Selected text:
━━━
# Orphaned Water Heaters



## beenthere

skcolo said:


> The obvious answer to that senario is to change out the HWH to a more efficent pvc vent type with it's own sealed combustable air source.


While that would eliminate the water heater back drafting problem in some, not all cases. The house would still be under a negative pressure, which it shouldn't be.

Big range hood, add make up air.


----------



## Inner10

skcolo said:


> The obvious answer to that senario is to change out the HWH to a more efficent pvc vent type with it's own sealed combustable air source.


I've never seen a household tank type water heater that had it's own fresh air intake...only commercial units over 40k BTU.


----------



## Dr Heat

Alright we have a few conversations taking place. 
1 orphaned water heaters
2 Negative pressure in the home
3 back-drafting appliances 

So lets deal with #1 
The problem with a water heater running all alone in a chimney designed for a combo furnace / water heater. In cold weather the flue gasses do not get the chimney hot fast enough. This results in condensation in the flue these condensates contain acids that eat the flue. This is a bigger problem in non-lined or clay lined flues but even b-vent will be effected. You can also have problems just by replacing an old furnace with an 80%.
Now #2
Negative pressure in the home has many potential causes ironically changing an atmospheric furnace to a sealed combustion unit will not increase negative pressure therefor an orphaned water heater is not the cause of negative pressure. (see Been's posts for insight into this)

#3 
Back-drafting in appliances is a result of negative pressure in the home. The mechanical code requires oa intake for all appliances in confined spaces, or where a home is sealed.


----------



## Tom M

I always found the whole thing confusing. If your chimney is designed for the max btu then anytime your not seasonally running heat the chimney is too large for a hot water heater. Orphaned or not. The condensing is going to happen. So the question is, what is a normal corrosive life cycle for any flue?
━━━
What to produce: In the orphaned water heaters thread, list the conversations that Dr Heat numbers as taking place. The data that come next have no connection to the orphaned water heaters thread.

Extracted entries:
━━━
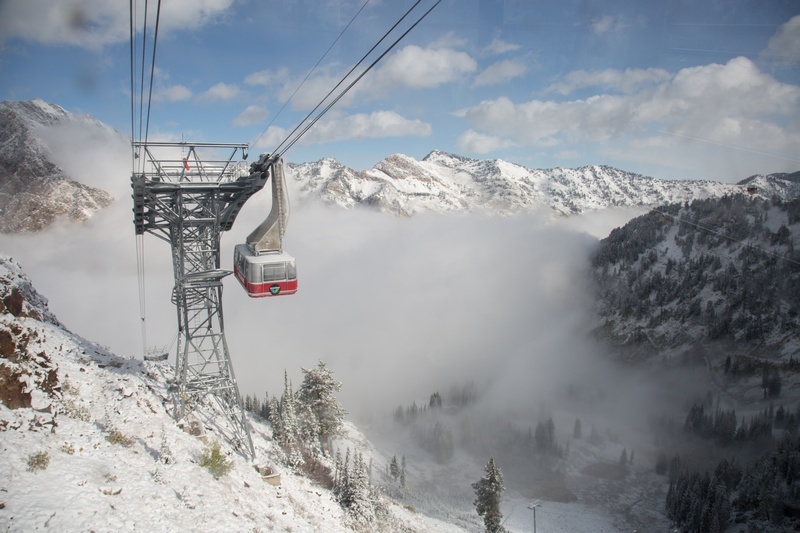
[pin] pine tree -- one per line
(275, 419)
(488, 493)
(317, 391)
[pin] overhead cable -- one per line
(291, 139)
(309, 73)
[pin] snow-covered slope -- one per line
(88, 444)
(34, 191)
(719, 272)
(444, 183)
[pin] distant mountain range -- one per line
(717, 276)
(445, 183)
(34, 191)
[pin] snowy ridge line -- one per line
(446, 183)
(88, 443)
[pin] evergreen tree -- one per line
(275, 419)
(435, 401)
(394, 469)
(317, 392)
(488, 493)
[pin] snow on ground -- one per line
(88, 444)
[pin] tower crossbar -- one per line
(188, 201)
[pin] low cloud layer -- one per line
(396, 307)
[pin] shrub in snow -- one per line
(215, 461)
(117, 437)
(38, 461)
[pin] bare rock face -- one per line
(34, 192)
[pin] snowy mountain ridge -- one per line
(716, 273)
(88, 444)
(36, 137)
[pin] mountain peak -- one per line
(443, 182)
(34, 191)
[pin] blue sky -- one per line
(672, 89)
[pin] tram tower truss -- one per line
(188, 201)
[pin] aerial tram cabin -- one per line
(261, 265)
(265, 274)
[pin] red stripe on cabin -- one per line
(269, 288)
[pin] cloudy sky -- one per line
(673, 89)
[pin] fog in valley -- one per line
(494, 310)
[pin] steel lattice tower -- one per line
(188, 202)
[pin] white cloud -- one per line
(607, 24)
(422, 68)
(252, 114)
(784, 47)
(268, 78)
(173, 93)
(500, 72)
(734, 102)
(336, 127)
(718, 109)
(625, 81)
(96, 23)
(412, 67)
(221, 91)
(478, 143)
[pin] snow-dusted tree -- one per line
(317, 392)
(358, 493)
(394, 469)
(488, 493)
(308, 427)
(290, 433)
(275, 419)
(164, 452)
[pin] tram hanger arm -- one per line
(268, 236)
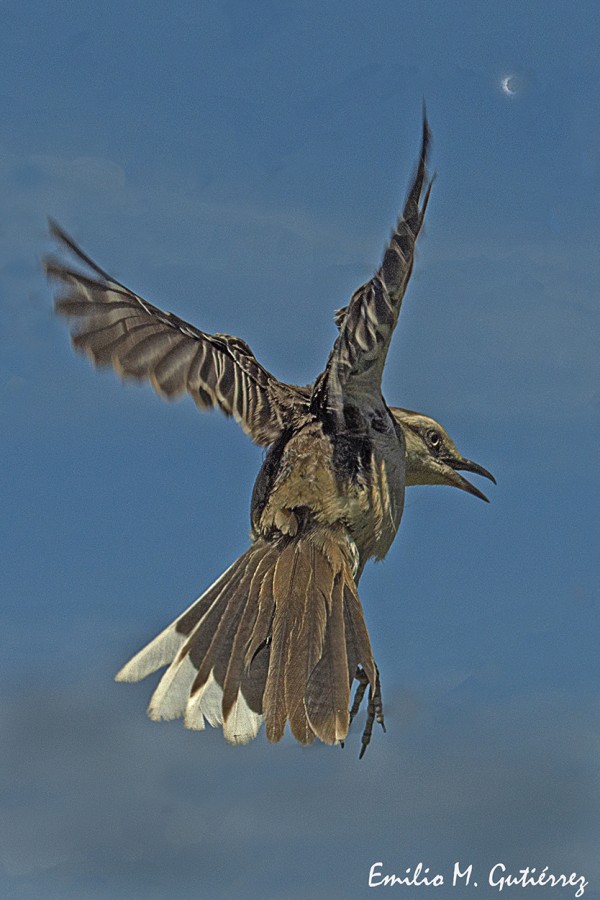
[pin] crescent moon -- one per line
(506, 85)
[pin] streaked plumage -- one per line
(281, 635)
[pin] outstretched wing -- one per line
(116, 327)
(355, 365)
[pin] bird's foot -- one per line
(374, 707)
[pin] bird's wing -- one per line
(116, 327)
(366, 325)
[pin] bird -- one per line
(280, 636)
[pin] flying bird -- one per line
(280, 636)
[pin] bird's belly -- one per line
(307, 487)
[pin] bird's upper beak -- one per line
(466, 465)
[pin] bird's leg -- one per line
(374, 713)
(363, 681)
(374, 708)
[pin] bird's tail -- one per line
(278, 637)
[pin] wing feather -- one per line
(116, 327)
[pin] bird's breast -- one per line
(312, 478)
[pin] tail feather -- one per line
(162, 650)
(306, 644)
(327, 697)
(236, 664)
(277, 637)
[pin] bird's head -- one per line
(432, 457)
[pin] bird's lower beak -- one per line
(466, 465)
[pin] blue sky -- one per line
(242, 166)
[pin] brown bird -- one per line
(281, 635)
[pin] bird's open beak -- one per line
(467, 466)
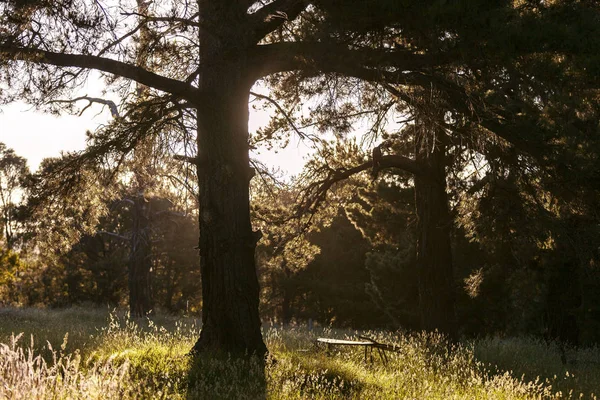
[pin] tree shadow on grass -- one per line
(214, 376)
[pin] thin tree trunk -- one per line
(140, 262)
(286, 303)
(434, 254)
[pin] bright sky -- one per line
(35, 135)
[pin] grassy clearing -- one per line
(92, 354)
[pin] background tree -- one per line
(460, 51)
(13, 170)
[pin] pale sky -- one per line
(35, 135)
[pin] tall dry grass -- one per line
(109, 356)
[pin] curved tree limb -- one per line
(115, 67)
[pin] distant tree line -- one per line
(473, 176)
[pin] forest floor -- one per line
(80, 353)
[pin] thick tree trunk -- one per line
(230, 290)
(140, 262)
(434, 254)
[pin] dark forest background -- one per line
(523, 264)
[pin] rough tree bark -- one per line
(140, 262)
(230, 289)
(434, 253)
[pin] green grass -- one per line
(93, 354)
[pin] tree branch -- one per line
(271, 16)
(114, 111)
(115, 235)
(119, 68)
(334, 57)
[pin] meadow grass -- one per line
(96, 354)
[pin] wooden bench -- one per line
(368, 343)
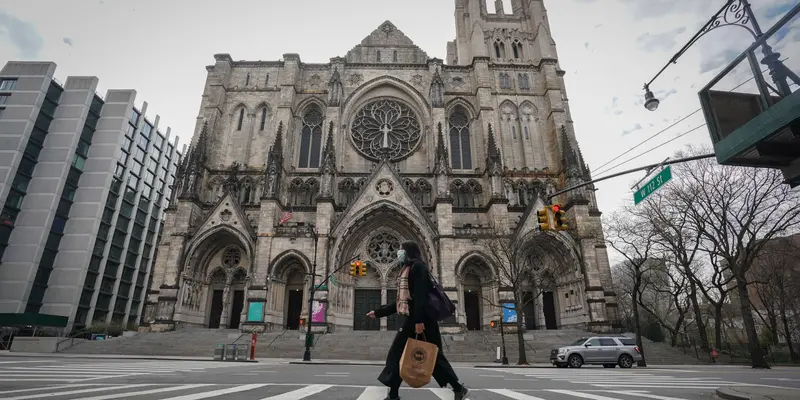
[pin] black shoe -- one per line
(461, 394)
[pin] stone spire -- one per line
(442, 163)
(494, 166)
(328, 166)
(437, 90)
(274, 170)
(195, 166)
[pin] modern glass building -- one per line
(84, 180)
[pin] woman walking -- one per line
(413, 286)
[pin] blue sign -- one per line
(509, 313)
(255, 312)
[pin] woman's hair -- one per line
(413, 252)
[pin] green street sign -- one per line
(654, 184)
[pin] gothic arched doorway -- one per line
(472, 301)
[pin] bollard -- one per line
(219, 352)
(253, 346)
(230, 352)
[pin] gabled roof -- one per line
(384, 184)
(227, 212)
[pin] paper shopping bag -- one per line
(417, 362)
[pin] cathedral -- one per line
(296, 169)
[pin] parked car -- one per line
(608, 351)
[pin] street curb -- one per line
(514, 366)
(363, 364)
(121, 357)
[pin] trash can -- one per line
(230, 352)
(219, 352)
(242, 353)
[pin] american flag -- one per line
(286, 217)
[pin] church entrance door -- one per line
(394, 322)
(472, 306)
(216, 309)
(366, 300)
(236, 310)
(294, 309)
(529, 310)
(549, 305)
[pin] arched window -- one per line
(263, 119)
(517, 47)
(460, 150)
(311, 138)
(347, 192)
(241, 119)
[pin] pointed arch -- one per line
(458, 122)
(263, 113)
(311, 124)
(206, 243)
(469, 260)
(378, 214)
(460, 101)
(407, 92)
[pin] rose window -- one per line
(382, 248)
(231, 257)
(386, 124)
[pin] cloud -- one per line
(22, 34)
(659, 42)
(718, 60)
(635, 128)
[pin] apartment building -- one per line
(84, 181)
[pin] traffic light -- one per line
(560, 217)
(544, 219)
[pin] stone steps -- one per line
(475, 347)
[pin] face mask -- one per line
(401, 255)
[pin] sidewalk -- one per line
(757, 393)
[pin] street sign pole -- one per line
(654, 184)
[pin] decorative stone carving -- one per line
(386, 125)
(384, 187)
(355, 79)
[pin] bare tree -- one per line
(773, 279)
(680, 243)
(522, 267)
(635, 240)
(736, 211)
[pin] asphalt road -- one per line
(101, 379)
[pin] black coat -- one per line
(419, 285)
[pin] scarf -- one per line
(403, 295)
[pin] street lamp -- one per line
(311, 233)
(733, 13)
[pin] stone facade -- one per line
(382, 145)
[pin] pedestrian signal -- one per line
(544, 219)
(560, 217)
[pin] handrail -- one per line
(71, 339)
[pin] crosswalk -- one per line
(73, 372)
(266, 391)
(619, 379)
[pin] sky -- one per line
(608, 48)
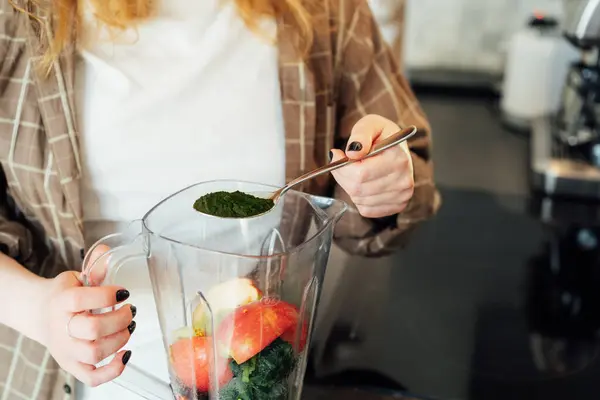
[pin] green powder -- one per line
(232, 204)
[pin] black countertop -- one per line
(496, 298)
(331, 393)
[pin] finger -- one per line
(82, 299)
(92, 376)
(370, 176)
(381, 211)
(93, 352)
(96, 265)
(366, 132)
(361, 171)
(95, 326)
(384, 199)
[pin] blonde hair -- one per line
(123, 14)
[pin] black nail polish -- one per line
(122, 295)
(131, 327)
(126, 357)
(355, 146)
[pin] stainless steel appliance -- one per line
(565, 148)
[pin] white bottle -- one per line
(538, 60)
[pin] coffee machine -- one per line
(565, 148)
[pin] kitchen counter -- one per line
(496, 298)
(332, 393)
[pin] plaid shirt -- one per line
(349, 73)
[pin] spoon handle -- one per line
(391, 141)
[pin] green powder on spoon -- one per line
(232, 204)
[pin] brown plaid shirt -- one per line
(350, 73)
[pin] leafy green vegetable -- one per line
(264, 376)
(232, 204)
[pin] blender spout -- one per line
(333, 209)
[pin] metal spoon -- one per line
(391, 141)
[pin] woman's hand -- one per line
(381, 185)
(77, 339)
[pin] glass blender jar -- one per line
(235, 299)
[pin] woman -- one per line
(109, 106)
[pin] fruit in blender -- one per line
(192, 360)
(249, 329)
(222, 299)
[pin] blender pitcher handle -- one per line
(105, 257)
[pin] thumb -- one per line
(335, 155)
(360, 142)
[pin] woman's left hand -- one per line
(381, 185)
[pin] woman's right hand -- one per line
(78, 339)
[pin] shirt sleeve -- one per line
(371, 83)
(16, 239)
━━━
Written response:
1. Orphaned water heaters
2. Negative pressure in the home
3. Back-drafting appliances